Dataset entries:
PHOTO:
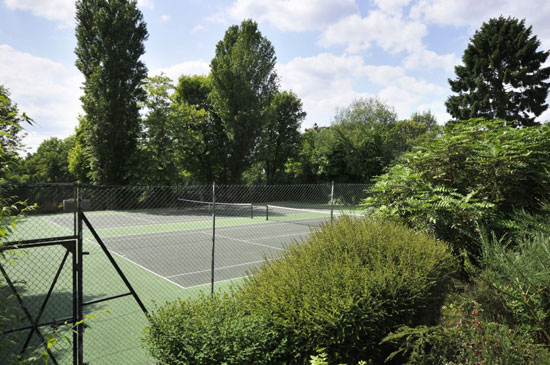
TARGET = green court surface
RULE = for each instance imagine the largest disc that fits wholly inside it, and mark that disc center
(164, 254)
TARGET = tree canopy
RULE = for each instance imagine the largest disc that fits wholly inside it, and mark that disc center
(11, 121)
(502, 75)
(244, 82)
(110, 36)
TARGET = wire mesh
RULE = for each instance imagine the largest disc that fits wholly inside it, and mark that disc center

Your objective:
All records above are to be repeated exactly, with the images left out.

Task response:
PHOTO:
TARGET = green court surface
RULE = for each instance imagine the largest disc that fits wholly inside it, and mark that disc center
(164, 254)
TARGET = tree canopy
RULE = for each instance imagine the largest disc that fits wholly inside it, and mark that disc center
(11, 121)
(502, 75)
(244, 82)
(110, 36)
TARGET = wire mesh
RULE = for each instance imagine the largest disc that fits wholly inside it, and mark that disc center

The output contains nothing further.